(Dataset entries)
▽

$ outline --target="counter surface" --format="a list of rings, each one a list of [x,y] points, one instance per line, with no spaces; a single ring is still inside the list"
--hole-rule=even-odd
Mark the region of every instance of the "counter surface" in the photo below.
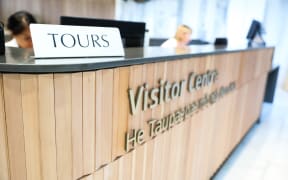
[[[6,55],[0,56],[0,72],[8,73],[65,73],[81,72],[153,62],[185,59],[212,54],[272,48],[247,46],[189,46],[187,49],[148,47],[127,48],[125,57],[105,58],[53,58],[35,59],[32,49],[6,48]]]

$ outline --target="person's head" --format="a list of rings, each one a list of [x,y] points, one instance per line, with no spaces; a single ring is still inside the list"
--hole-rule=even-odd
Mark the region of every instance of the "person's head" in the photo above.
[[[175,39],[181,45],[187,45],[190,41],[192,29],[187,25],[180,25],[175,33]]]
[[[18,11],[8,18],[7,29],[11,31],[13,38],[21,48],[32,48],[32,38],[29,25],[36,23],[32,14],[26,11]]]

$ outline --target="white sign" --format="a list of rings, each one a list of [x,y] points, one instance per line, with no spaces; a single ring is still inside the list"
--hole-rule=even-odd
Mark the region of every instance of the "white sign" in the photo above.
[[[35,58],[124,56],[118,28],[30,24]]]

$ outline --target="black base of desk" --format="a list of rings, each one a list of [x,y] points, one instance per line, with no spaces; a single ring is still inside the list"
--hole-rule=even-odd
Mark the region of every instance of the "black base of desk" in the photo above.
[[[279,66],[276,66],[269,72],[266,82],[264,102],[273,103],[278,73],[279,73]]]

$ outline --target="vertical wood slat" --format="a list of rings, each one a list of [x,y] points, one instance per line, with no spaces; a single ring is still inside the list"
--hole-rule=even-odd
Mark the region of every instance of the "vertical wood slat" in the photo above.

△

**THE PROBLEM**
Give back all of the entries above exactly, with the pictures excluded.

**EXPECTED ANSWER**
$ outline --target="counter surface" --format="a list of rings, each one a list of [x,y] points, one instance per line, with no spaces; a single ring is still inside the list"
--hole-rule=even-odd
Mark the region of every instance of the "counter surface" in the photo below.
[[[6,55],[0,56],[0,72],[8,73],[65,73],[81,72],[153,62],[185,59],[212,54],[272,48],[247,46],[189,46],[187,49],[148,47],[127,48],[125,57],[105,58],[53,58],[35,59],[32,49],[6,48]]]

$ outline --target="person's head" --format="a list of rings, each one a list of [x,y] points, one instance per line, with no spaces; a single ring is still inside the list"
--hole-rule=even-odd
Mark the region of every instance of the "person's head" in the photo above.
[[[175,39],[181,45],[187,45],[190,41],[192,29],[187,25],[180,25],[175,33]]]
[[[18,11],[8,18],[7,29],[11,31],[13,38],[21,48],[32,48],[32,38],[29,25],[36,23],[32,14],[26,11]]]

$ outline --target="white sign" --format="a list of rings, each one a list of [x,y] points, one instance per line, with no spaces; a single ring is still inside the list"
--hole-rule=even-odd
Mark the region of every instance of the "white sign" in the photo above.
[[[35,58],[124,56],[118,28],[30,24]]]

$ outline --target="black base of desk" --format="a list of rings, each one a list of [x,y] points, one instance per line, with no spaces; a single ring is still inside the list"
--hole-rule=even-odd
Mark the region of every instance of the "black base of desk" in the photo above.
[[[279,66],[276,66],[269,72],[266,82],[264,102],[273,103],[278,73],[279,73]]]

$ outline --target="vertical wood slat" --format="a list of rings, each one a list of [x,y] points, one instance per line, with no spaces; a single ring is still inside the list"
--hole-rule=even-odd
Mark the region of every instance of the "vertical wood slat" in the photo above.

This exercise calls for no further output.